**Goal of the exercise**
Return the lines of the records below exactly as they appear, from the line containing "Give the mask of every instance of the sandy" through the end of the records.

**Records supplied**
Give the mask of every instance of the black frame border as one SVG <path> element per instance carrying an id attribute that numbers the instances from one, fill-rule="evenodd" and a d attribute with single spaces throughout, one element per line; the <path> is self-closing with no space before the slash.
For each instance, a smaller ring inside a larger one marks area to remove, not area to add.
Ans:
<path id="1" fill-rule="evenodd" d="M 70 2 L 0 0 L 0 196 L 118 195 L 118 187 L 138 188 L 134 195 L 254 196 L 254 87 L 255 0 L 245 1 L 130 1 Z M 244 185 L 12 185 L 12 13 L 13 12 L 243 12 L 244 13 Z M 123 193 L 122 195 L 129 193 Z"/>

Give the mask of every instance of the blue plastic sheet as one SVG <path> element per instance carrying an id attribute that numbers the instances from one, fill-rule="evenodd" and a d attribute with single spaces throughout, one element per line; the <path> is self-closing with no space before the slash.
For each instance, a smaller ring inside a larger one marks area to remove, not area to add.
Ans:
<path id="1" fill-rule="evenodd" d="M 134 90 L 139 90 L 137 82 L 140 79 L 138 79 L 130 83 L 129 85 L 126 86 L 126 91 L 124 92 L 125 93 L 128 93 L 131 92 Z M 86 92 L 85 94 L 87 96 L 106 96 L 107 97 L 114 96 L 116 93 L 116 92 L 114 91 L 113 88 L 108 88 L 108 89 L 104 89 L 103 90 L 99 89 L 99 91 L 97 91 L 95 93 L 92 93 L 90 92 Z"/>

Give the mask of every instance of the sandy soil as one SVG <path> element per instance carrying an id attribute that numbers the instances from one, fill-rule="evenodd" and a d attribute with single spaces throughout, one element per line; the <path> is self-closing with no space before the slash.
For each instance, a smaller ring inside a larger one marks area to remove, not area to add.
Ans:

**Output of the exercise**
Give the mask of every instance of the sandy soil as one SVG <path> element per instance carrying an id attribute that numbers the instances from one, fill-rule="evenodd" and a d attribute with single spaces throughout, one element per line; the <path> is self-closing with no space before the slash.
For each instance, a smaller ring inside a larger one marks area to remove, not area to add.
Ans:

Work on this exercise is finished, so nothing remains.